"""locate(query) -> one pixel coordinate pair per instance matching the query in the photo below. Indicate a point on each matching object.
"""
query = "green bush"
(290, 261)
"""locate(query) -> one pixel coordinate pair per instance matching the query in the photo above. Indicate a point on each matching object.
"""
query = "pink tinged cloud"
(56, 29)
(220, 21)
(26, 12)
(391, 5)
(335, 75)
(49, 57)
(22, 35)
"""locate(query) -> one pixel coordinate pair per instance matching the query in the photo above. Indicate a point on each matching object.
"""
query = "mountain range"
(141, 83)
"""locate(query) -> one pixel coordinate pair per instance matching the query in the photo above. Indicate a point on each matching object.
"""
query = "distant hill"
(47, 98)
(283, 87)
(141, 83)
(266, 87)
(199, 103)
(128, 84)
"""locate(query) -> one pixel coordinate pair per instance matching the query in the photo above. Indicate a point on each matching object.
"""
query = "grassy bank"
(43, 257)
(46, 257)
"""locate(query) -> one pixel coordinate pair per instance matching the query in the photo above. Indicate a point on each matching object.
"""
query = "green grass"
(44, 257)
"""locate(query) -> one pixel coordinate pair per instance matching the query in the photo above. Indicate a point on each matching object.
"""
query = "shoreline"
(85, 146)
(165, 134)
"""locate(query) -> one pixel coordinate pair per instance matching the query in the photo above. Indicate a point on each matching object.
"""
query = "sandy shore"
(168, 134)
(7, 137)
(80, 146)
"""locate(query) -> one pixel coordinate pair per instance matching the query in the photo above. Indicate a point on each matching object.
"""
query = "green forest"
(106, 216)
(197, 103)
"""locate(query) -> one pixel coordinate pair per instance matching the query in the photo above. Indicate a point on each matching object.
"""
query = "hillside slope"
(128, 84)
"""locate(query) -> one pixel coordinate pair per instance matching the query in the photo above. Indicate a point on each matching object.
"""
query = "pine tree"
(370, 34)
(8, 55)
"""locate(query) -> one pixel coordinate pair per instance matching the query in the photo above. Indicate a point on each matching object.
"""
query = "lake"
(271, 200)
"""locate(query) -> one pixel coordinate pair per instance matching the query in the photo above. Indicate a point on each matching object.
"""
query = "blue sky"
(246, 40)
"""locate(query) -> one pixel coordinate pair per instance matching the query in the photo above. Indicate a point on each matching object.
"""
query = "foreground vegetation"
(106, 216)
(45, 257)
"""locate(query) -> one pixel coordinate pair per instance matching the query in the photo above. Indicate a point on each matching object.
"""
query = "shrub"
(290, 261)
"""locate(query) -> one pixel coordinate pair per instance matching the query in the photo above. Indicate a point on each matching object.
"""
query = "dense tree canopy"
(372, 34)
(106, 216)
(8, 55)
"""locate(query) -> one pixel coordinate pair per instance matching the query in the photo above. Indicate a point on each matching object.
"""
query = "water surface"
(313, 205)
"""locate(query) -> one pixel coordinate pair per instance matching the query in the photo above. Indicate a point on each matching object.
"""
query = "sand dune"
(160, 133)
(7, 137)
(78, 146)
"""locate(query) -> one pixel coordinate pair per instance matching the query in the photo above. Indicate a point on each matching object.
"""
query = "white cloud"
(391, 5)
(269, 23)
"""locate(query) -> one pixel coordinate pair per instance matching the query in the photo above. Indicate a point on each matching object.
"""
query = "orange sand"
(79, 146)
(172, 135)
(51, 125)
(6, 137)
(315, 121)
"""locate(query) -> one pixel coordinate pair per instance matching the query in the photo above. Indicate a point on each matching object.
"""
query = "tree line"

TASK ITEM: Give the whole listing again, character for character.

RESULT FOR THIS EXERCISE:
"""locate(query) -> one pixel coordinate pair per instance matching the query in the photo below. Indicate a point on each matching object.
"""
query = "green bush"
(290, 261)
"""locate(query) -> one pixel coordinate pair per instance matching the query in the photo above. Indicate a point on each matching object.
"""
query = "pink tinged cloud"
(56, 29)
(220, 21)
(26, 12)
(391, 5)
(335, 75)
(49, 57)
(22, 35)
"""locate(query) -> one pixel coordinate pair per instance matching the query in the photo above. Indicate a point on each matching object.
"""
query = "mountain range"
(141, 83)
"""locate(query) -> one pixel coordinate pair per instance matching the query in the photo above. Indicate a point on each matching object.
"""
query = "distant hill"
(47, 98)
(283, 87)
(141, 83)
(266, 87)
(199, 103)
(128, 84)
"""locate(query) -> one pixel coordinate pair per instance matching the query in the photo above. Indicate a point on each matching object.
"""
query = "grassy bank"
(43, 257)
(46, 257)
"""locate(query) -> one pixel coordinate pair per instance matching the query in the photo above. Indicate a point on each matching object.
"""
query = "green grass"
(44, 257)
"""locate(query) -> one pixel coordinate pair per instance matching the query in the photo above. Indicate a point on each matching object.
"""
query = "shoreline"
(85, 146)
(165, 134)
"""locate(query) -> one pixel coordinate pair per instance matching the query in the photo above. Indicate a point on each matching object.
"""
query = "sandy shore"
(168, 134)
(7, 137)
(80, 146)
"""locate(query) -> one pixel coordinate pair per instance matching the query in the photo above. Indicate a point on each matching object.
"""
query = "green forest"
(106, 216)
(197, 103)
"""locate(query) -> one pixel coordinate pair per instance matching the query in the photo above. Indicate a point on each matching object.
"""
query = "hillside slope"
(128, 84)
"""locate(query) -> one pixel coordinate pair per instance matching the query in the photo above. Indicate a point on each matching object.
"""
query = "pine tree"
(370, 34)
(8, 55)
"""locate(query) -> one pixel coordinate pair per instance matching the query in the photo above. Indicate a point on each matching object.
"""
query = "lake"
(271, 200)
"""locate(query) -> one pixel coordinate pair per instance matching the query in the photo above. Indicate a point on each matching object.
"""
query = "blue sky"
(246, 40)
"""locate(query) -> one pixel coordinate pair per instance matching the query in the photo above. Indicate a point on each matching object.
"""
query = "foreground vegetation"
(106, 216)
(45, 257)
"""locate(query) -> one pixel coordinate pair per instance matching the query in the photo above. Indicate a point on each matching object.
"""
query = "shrub"
(290, 261)
"""locate(query) -> one pixel coordinate pair per instance matching the query in the photo above. Indicate a point on each matching object.
"""
query = "dense tree canopy"
(372, 34)
(106, 216)
(8, 55)
"""locate(query) -> one pixel coordinate pair per instance matching the query in the photo above. Indicate a point on each matching object.
"""
query = "water surface"
(313, 205)
"""locate(query) -> one pixel coordinate pair per instance matching the query in the photo above. Indicate a point on each matching object.
"""
query = "sand dune"
(160, 133)
(7, 137)
(78, 146)
"""locate(query) -> one pixel coordinate pair per instance matching the query in the photo above. Indicate a point on each matching object.
"""
query = "white cloud"
(391, 5)
(269, 23)
"""locate(query) -> one pixel coordinate pair per instance matching the query in the photo above. Indicate a point on each matching object.
"""
query = "orange sand"
(79, 146)
(172, 135)
(51, 125)
(6, 137)
(315, 121)
"""locate(query) -> one pixel coordinate pair per instance matching the query in the photo above. Indicate a point on each matching object.
"""
query = "tree line"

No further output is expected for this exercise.